Daftar tugas:
- A) Alihbahasakan ke dalam bahasa Inggris kalimat berikut dari berita tentang perambahan lahan BOSF: "Lahan itu disebut Sekolah Hutan 2 dan penghuni utamanya saat ini orangutan yang sudah hampir liar dan siap dilepas kembali ke alam bebas."
- B) Menurut berita tentang perambahan lahan BOSF, berapa luas keseluruhan lahan milik BOSF?
- C) Lanjutkan berita tentang perambahan lahan BOSF di Samboja Lestari, mulai tepat setelah kalimat terakhirnya.

Kutipan teks:
■ ■ ■ ■
Balikpapan (ANTARA Kaltim) - Ratusan hektare lahan milik Yayasan Pelestarian Orangutan Kalimantan atau Borneo Orangutan Survival Foundation yang digunakan sebagai lahan latihan pelepasliaran orangutan di Samboja Lestari, Kabupaten Kutai Kartanegara, Kalimantan Timur, dirambah warga sekitar.
"Sekarang sudah sekitar 300 hektare lahan kami yang mereka kuasai. Malah sekarang menggunakan buldozer untuk merobohkan pepohonan dan membuka lahan," kata Manajer Program BOSF drh Agus Irianto ketika dihubungi di Balikpapan, Rabu.
Menurut ia, aksi perambahan lahan tersebut mengancam langsung kehidupan 24 individu orangutan, bagian dari 170 orangutan yang dirawat BOSF. Secara keseluruhan, luas lahan BOSF sekitar 1.800 hektare.
Selama kurun waktu 15 tahun, BOSF telah menghutankan lahan yang dulunya lahan kritis itu dengan menanam berbagai jenis pohon untuk keperluan melatih orangutan hidup liar.
Lahan itu disebut Sekolah Hutan 2 dan penghuni utamanya saat ini orangutan yang sudah hampir liar dan siap dilepas kembali ke alam bebas.
■ ■ ■ ■
Bagian data:
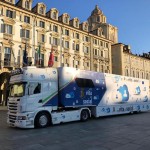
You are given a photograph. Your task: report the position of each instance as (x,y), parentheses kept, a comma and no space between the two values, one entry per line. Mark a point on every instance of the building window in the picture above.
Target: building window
(137,74)
(65,19)
(126,72)
(66,44)
(18,58)
(67,32)
(55,28)
(147,76)
(7,56)
(0,55)
(54,16)
(85,27)
(9,13)
(102,54)
(26,19)
(41,10)
(86,39)
(106,45)
(27,4)
(102,68)
(55,58)
(86,64)
(42,60)
(42,24)
(42,38)
(76,24)
(25,33)
(98,18)
(55,41)
(86,49)
(96,52)
(95,41)
(142,75)
(133,73)
(77,47)
(5,28)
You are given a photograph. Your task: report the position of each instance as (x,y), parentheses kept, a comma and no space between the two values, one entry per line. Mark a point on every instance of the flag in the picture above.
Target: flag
(51,59)
(25,59)
(39,55)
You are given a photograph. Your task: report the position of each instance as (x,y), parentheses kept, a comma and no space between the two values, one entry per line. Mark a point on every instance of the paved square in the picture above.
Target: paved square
(123,132)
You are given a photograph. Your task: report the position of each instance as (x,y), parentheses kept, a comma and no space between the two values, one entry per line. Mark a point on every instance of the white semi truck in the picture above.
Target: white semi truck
(43,96)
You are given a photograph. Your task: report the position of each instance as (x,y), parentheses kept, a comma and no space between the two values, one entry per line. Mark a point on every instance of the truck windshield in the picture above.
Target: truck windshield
(17,90)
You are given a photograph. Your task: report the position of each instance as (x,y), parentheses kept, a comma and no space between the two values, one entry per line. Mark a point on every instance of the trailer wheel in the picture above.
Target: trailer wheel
(42,120)
(84,115)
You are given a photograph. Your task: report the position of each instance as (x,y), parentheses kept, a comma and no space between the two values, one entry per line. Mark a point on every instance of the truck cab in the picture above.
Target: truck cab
(32,90)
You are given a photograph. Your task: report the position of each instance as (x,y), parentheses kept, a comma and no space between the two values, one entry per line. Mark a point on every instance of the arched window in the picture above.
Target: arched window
(65,20)
(27,4)
(76,23)
(41,10)
(54,15)
(98,18)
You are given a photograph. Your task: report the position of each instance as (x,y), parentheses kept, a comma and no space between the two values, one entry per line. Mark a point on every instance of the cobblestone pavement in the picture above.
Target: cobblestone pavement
(126,132)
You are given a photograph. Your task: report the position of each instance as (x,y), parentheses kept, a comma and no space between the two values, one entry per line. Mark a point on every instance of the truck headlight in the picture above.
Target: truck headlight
(22,118)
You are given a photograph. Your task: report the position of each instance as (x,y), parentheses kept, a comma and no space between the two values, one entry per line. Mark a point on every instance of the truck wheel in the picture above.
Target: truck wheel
(84,115)
(42,120)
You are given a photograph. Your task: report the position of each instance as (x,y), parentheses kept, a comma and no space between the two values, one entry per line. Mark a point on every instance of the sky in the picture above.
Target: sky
(131,17)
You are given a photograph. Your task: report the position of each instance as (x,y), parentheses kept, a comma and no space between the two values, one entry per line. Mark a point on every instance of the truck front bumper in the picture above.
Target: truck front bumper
(22,120)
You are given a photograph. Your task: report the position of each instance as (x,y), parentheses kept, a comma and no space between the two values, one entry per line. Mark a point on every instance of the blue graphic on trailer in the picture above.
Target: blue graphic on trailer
(78,94)
(124,93)
(145,98)
(70,95)
(138,91)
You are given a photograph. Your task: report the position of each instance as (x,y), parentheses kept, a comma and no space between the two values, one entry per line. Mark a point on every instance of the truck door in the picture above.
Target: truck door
(35,96)
(85,90)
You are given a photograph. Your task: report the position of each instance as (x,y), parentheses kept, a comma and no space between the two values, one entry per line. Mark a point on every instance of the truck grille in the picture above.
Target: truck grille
(12,107)
(12,118)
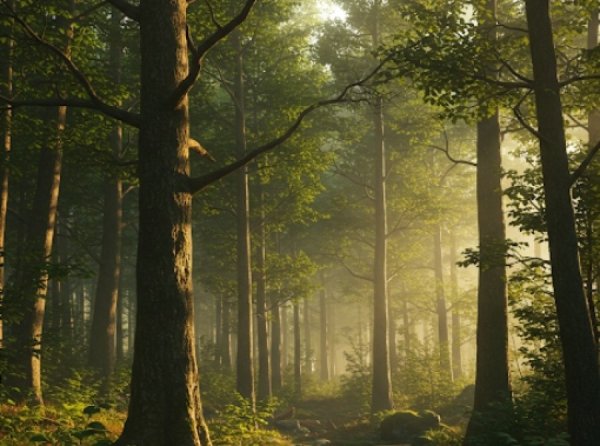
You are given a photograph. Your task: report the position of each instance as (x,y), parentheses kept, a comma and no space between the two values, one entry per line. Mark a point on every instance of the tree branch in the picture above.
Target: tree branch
(131,11)
(204,47)
(584,164)
(94,102)
(131,119)
(198,183)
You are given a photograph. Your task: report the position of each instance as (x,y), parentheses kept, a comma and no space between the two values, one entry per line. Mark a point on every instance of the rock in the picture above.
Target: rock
(407,426)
■ ■ ■ ■
Jawaban tugas:
- A) The land is called Forest School 2, and its main inhabitants at present are orangutans that are nearly wild and ready to be released back into the wild.

- B) Sekitar 1.800 hektare.

- C)
"Kami takutkan nanti ada yang diserang orangutan. Orangutan di area itu berumur 7-12 tahun, orangutan remaja yang kekuatannya sudah enam kali orang dewasa. Gigitan mereka juga sangat kuat. Bagi orangutan, manusia itu seperti pepaya," kata Suwardi, Komandan Keamanan BOSF.
Suwardi menuturkan, beberapa waktu lalu orangutan yang diganggu menyerang. Si pengganggu ditangkap kakinya, dibanting, dan digigit betisnya.
Meski mengenakan celana jeans, daging di bagian yang digigit itu hampir lepas dan korban harus menerima puluhan jahitan serta dirawat beberapa hari di rumah sakit.
Menurut Agus Irianto, BOSF sudah mengajak dialog para perambah hutan dan menjelaskan status lahan sebagai lahan sah milik BOSF yang dulunya dibeli dari masyarakat.
Pada lahan tersebut, BOSF sebelumnya juga sudah memasang plang tanda kepemilikan.
BOSF membeli lahan tersebut hektare demi hektar antara tahun 2000-2005, dengan harga ketika itu berkisar Rp2 juta per hektare.
"Tapi, mereka tidak peduli dan terus merambah," tutur Agus.
Alasan para perambah, yang merupakan warga Desa Tani Bhakti, Kecamatan Samboja, seperti dituturkan Agus, karena lahan tersebut adalah lahan cadangan untuk transmigrasi, sementara warga Tani Bhakti adalah transmigran dari Jawa Timur sejak tahun 1957.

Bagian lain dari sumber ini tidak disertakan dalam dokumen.